What this task involves:
Lines before the one containing "of the string" are excluded; print that line and every line after it through the end of the material below, exactly.

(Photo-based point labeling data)
_ _ _
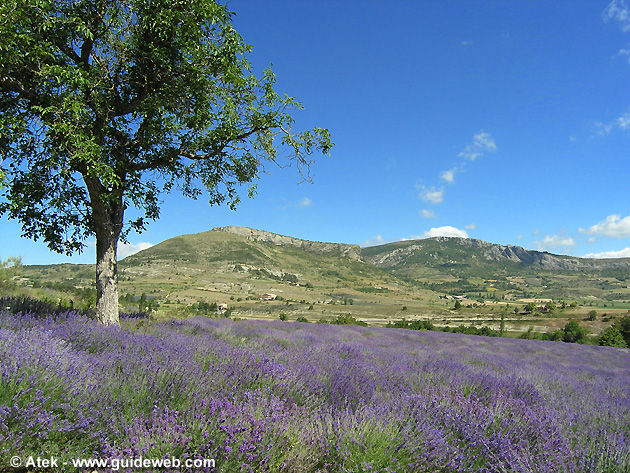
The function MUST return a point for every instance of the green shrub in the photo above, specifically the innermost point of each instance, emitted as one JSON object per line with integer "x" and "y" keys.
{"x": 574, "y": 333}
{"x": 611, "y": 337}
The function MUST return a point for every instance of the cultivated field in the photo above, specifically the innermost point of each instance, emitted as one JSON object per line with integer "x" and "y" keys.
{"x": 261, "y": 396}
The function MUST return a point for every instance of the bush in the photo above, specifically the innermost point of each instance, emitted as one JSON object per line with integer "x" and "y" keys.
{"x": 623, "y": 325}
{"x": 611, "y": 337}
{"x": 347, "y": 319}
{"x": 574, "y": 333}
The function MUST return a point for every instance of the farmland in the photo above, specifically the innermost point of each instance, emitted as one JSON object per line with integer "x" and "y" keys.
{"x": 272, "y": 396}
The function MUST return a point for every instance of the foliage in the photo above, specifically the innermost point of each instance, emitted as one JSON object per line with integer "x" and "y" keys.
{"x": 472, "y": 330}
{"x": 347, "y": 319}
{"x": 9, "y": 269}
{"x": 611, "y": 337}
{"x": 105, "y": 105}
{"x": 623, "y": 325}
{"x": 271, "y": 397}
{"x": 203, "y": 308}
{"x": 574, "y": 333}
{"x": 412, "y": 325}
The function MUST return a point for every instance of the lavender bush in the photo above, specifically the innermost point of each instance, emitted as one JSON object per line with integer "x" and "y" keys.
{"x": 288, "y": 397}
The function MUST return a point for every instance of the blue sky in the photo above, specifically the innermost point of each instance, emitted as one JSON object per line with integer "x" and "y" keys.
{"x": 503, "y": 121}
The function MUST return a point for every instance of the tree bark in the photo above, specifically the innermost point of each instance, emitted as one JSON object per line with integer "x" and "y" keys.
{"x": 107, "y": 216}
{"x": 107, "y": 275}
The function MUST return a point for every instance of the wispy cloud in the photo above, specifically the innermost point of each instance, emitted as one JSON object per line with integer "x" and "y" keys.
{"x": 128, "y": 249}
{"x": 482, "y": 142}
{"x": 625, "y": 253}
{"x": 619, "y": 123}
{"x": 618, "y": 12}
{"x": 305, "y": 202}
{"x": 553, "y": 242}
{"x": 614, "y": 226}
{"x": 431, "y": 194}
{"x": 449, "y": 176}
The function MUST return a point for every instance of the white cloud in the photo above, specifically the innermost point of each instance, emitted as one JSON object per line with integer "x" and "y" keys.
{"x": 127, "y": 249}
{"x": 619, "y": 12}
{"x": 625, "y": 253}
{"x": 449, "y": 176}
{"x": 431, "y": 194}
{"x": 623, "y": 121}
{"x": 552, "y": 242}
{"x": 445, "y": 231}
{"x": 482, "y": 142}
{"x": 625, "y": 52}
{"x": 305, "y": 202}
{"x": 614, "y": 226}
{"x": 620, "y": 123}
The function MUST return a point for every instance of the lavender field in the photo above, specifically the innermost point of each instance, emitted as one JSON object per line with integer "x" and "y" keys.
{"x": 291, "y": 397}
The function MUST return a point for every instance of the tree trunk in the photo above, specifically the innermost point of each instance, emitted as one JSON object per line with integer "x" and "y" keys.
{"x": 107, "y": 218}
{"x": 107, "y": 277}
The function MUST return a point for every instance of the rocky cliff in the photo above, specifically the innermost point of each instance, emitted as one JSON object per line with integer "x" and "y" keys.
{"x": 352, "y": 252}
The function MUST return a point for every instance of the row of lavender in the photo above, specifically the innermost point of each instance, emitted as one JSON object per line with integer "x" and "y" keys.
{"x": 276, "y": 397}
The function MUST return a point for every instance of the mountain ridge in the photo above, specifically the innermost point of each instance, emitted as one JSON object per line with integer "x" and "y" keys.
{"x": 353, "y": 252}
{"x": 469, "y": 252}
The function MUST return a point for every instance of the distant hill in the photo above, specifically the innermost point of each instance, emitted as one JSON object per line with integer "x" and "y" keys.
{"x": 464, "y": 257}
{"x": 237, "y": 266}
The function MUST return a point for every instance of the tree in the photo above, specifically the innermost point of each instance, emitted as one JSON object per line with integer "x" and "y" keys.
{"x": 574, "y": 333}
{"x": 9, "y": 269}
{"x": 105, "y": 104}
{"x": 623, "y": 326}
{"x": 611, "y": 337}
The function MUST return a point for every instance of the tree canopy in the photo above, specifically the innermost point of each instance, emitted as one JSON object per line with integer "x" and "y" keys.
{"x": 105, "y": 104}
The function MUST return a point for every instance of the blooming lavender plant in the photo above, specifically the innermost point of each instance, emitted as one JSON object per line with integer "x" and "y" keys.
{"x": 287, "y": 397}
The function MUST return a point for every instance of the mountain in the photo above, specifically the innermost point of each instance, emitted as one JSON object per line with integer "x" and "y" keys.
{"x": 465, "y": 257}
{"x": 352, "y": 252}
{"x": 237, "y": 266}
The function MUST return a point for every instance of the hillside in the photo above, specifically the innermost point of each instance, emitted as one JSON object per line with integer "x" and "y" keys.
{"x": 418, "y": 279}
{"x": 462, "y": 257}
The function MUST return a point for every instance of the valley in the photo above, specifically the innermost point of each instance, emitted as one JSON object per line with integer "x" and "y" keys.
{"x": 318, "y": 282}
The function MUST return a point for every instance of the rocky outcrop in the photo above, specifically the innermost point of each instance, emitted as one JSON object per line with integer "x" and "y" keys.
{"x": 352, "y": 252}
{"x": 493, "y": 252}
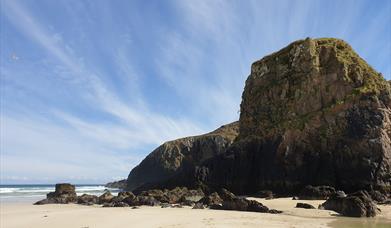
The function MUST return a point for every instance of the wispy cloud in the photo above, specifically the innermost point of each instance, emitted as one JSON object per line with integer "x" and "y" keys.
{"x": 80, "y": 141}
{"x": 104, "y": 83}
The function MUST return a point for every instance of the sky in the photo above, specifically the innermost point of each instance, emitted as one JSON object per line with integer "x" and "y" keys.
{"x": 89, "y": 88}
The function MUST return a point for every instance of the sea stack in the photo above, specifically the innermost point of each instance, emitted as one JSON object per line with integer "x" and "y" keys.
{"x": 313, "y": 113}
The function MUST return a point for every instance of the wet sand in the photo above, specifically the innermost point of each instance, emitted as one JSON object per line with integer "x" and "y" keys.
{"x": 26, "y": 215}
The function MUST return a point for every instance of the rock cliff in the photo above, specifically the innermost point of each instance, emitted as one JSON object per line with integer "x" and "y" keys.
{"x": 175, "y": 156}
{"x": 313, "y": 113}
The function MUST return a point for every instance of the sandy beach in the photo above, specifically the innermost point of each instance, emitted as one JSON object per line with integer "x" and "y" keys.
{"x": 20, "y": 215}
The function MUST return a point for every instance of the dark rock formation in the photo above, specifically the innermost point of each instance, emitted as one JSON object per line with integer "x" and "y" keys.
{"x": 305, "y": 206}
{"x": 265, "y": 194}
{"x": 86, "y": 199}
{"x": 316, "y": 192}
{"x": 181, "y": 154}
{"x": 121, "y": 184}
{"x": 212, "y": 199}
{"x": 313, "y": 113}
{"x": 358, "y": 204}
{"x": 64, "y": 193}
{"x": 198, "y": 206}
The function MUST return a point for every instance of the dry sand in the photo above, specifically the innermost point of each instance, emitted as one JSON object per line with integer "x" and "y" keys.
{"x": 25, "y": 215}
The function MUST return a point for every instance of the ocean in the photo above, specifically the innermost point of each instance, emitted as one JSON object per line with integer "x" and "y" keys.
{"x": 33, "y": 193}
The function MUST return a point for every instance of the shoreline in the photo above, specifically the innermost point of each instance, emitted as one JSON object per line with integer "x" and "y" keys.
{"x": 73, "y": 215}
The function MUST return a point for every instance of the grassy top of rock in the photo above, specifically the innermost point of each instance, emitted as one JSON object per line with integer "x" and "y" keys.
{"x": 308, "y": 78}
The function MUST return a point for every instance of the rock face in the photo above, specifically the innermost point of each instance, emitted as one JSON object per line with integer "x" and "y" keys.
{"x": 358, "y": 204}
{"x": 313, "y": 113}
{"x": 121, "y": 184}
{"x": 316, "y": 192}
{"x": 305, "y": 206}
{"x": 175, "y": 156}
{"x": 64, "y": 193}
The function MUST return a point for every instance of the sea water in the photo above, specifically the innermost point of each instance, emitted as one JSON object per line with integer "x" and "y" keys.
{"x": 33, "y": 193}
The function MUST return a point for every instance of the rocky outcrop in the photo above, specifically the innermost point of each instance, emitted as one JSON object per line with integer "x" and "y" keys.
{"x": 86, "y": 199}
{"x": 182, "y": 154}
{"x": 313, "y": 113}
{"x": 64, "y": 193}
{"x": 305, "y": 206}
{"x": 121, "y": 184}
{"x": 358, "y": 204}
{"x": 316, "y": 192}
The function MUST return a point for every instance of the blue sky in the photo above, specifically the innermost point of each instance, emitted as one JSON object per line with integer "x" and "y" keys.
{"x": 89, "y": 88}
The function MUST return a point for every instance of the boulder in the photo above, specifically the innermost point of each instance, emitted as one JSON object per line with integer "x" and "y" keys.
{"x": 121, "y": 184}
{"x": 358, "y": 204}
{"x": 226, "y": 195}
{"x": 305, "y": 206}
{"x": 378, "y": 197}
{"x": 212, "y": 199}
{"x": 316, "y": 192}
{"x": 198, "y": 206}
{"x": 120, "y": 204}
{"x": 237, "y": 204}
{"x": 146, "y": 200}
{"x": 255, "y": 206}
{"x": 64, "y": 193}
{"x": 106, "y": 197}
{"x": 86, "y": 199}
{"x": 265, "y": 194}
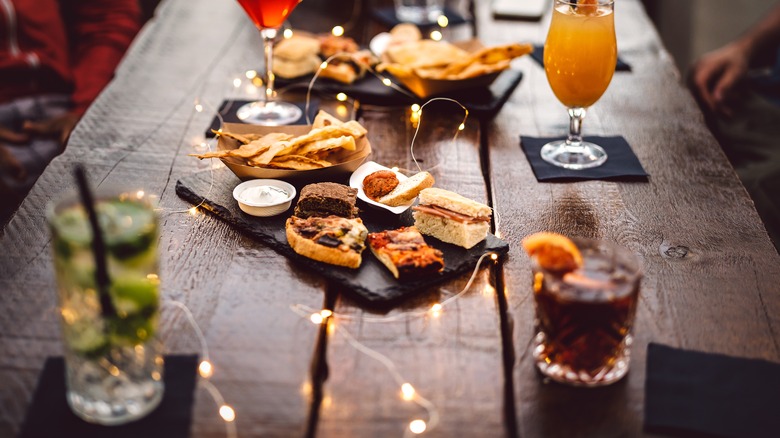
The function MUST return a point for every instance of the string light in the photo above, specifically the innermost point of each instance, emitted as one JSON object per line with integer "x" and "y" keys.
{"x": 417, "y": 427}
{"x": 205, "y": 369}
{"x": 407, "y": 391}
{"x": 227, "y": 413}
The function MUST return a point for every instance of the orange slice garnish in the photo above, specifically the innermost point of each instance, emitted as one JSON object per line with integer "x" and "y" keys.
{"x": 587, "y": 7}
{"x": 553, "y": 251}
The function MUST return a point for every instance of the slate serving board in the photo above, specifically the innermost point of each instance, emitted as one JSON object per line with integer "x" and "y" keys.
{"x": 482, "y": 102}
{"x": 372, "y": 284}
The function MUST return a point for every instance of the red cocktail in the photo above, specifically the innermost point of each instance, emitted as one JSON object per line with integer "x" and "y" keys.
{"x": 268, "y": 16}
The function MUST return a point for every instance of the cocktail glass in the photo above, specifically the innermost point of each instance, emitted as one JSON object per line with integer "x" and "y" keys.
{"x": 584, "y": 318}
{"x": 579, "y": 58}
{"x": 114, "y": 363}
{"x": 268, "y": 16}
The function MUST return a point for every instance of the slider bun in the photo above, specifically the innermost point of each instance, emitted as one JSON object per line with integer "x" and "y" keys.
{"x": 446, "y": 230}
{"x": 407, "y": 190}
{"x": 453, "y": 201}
_ _ _
Reply to the task:
The function MUST return a point for every instance of the string light in the photo above, specifically the innermost point of each instance, emitted as one JSON object per line with integer "x" and "y" keys.
{"x": 417, "y": 427}
{"x": 205, "y": 369}
{"x": 407, "y": 391}
{"x": 227, "y": 413}
The function MUST return a point for every instance of the orange slice garnish in the photo above, specifically the innermost point of each instance, emitted as one JSON object per line with integer "x" and "y" keys.
{"x": 587, "y": 7}
{"x": 553, "y": 251}
The function MUST return a point for every instance of the slate serving board in the photo above, specifically the innermost point of each instance, emitted as one JSON object per line with integer "x" and "y" keys.
{"x": 482, "y": 102}
{"x": 372, "y": 284}
The function MUST return a point for every instance of the red cocktail in the photo above, specifically the innermost point of each instance, emitted as one JSON object per line with integer "x" and "y" keys.
{"x": 268, "y": 16}
The function MUST return a point for every instance of the cocktail glass in the photo above, specifically the innermost point of each instance, emitted as one JSON object per line with integer "x" and "y" keys.
{"x": 584, "y": 318}
{"x": 579, "y": 58}
{"x": 114, "y": 363}
{"x": 268, "y": 16}
The function MUST return a point for every instance of the slider bun in the photo above, specifically the innermost point of each instance, emitted as one JSON object per line with integer "x" and "y" keys.
{"x": 446, "y": 230}
{"x": 407, "y": 190}
{"x": 453, "y": 201}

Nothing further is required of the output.